= What you are asked to do =
Copy out the records word for word, starting at the line that has "Find every instance of the groom in" and continuing through the last line of the records.

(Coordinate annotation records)
%%

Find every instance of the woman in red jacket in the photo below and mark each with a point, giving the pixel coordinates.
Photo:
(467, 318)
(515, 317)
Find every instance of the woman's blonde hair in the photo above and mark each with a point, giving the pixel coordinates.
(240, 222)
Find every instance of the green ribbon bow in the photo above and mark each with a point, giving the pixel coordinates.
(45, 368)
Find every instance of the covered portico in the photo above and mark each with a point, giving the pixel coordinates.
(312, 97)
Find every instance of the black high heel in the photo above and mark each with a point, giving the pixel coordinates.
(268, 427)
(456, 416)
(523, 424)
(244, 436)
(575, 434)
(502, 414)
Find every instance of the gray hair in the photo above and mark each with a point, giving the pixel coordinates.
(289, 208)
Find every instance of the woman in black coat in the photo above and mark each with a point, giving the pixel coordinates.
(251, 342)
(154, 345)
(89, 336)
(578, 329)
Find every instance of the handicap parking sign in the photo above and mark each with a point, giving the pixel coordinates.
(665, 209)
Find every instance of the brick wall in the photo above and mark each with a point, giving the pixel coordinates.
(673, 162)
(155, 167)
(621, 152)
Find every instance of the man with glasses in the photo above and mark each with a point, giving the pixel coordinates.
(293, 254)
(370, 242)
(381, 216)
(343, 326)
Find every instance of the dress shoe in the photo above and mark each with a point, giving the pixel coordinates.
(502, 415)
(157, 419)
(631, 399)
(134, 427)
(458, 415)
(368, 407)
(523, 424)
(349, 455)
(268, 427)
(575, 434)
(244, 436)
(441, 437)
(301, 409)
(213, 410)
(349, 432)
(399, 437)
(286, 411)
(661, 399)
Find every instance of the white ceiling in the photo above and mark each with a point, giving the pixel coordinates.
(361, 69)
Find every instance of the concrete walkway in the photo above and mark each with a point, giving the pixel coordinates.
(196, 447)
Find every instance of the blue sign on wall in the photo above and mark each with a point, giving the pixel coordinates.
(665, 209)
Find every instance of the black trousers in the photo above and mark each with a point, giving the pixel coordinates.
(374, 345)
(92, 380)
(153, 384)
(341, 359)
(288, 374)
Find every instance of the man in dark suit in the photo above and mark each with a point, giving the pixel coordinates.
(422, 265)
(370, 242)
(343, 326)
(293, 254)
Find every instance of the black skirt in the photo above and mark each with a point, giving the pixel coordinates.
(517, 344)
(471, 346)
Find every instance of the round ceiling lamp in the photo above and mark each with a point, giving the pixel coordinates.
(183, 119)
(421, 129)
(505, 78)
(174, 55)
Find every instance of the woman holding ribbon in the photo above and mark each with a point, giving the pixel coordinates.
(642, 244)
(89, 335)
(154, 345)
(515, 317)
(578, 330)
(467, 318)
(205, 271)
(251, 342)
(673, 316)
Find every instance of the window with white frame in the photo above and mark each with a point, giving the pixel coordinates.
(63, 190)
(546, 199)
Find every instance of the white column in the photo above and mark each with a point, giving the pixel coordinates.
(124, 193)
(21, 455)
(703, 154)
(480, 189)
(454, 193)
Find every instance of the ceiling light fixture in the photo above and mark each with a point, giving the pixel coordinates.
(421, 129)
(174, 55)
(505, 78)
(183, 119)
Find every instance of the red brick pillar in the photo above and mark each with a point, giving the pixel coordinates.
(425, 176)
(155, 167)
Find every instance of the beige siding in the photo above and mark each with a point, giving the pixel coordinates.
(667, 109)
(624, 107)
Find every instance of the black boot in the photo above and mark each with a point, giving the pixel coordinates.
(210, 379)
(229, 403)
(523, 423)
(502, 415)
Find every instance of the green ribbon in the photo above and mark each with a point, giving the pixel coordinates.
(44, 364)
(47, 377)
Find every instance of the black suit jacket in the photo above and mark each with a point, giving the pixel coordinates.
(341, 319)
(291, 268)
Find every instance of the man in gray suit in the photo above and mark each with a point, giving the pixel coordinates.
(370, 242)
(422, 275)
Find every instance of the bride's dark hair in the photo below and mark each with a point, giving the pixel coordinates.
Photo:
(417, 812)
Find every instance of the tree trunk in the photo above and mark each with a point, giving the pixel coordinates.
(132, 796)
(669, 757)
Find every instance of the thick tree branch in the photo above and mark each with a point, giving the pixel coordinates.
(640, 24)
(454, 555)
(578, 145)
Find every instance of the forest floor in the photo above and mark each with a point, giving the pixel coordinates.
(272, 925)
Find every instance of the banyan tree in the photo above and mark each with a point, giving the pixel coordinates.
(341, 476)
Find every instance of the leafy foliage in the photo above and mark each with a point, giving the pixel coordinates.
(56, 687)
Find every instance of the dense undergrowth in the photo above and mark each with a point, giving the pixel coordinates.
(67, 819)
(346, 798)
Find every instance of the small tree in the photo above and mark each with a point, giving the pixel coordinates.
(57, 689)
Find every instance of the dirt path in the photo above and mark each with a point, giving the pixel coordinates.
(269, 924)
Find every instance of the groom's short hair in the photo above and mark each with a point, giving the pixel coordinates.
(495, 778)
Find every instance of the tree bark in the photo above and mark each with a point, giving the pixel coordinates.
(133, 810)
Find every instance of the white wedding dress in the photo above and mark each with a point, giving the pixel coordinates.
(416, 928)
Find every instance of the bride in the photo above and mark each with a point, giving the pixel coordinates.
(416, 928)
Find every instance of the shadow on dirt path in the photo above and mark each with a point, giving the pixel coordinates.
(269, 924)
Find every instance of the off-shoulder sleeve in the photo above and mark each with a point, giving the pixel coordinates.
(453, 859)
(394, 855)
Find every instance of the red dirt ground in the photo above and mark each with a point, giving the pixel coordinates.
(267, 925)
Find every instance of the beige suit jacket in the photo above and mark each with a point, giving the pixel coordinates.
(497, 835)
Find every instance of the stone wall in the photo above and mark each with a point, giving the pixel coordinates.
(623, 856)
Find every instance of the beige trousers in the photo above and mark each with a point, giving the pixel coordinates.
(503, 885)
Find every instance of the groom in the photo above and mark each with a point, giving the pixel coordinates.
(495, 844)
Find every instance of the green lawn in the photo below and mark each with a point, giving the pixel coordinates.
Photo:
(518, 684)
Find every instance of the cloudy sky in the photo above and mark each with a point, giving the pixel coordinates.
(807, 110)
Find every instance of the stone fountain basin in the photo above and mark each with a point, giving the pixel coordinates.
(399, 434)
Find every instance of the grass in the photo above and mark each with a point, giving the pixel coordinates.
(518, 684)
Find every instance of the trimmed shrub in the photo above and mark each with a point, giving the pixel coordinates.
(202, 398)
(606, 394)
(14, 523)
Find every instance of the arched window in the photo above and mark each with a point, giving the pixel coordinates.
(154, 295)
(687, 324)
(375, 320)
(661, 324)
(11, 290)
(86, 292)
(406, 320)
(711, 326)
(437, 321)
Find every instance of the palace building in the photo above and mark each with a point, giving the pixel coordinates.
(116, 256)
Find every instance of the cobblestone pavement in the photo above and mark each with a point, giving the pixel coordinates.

%%

= Solved exercise =
Find every instance of the groom in the photo above and mark each with a point, giving the pixel coordinates.
(495, 844)
Find every instance of the green lawn in the photo below and mark each with a point, giving the pixel coordinates.
Photo:
(518, 684)
Find every instance of the cloudy sky in the photo above and mark each with a point, giving the pixel coordinates.
(807, 110)
Find every instance of the stone fountain basin in the photo above and mark each with a point, giving the pixel coordinates.
(399, 434)
Find every instance of the grass in the photo above and mark each with a point, giving the pixel coordinates.
(518, 684)
Find every instance of the trimmed shrub in the photo above and mark each with a point, giving the pixel coordinates.
(202, 398)
(606, 394)
(14, 523)
Find every instance of the arched window in the photo above and mark each with a point, giving the pixel coordinates.
(154, 295)
(687, 324)
(375, 320)
(661, 324)
(11, 290)
(86, 292)
(406, 320)
(711, 326)
(437, 321)
Find every instance of the palace building in the photo above and mark each with a point, giving the pixel coordinates.
(116, 256)
Find every instance of the cobblestone pavement in the photo above and mark each with a point, giving the pixel coordinates.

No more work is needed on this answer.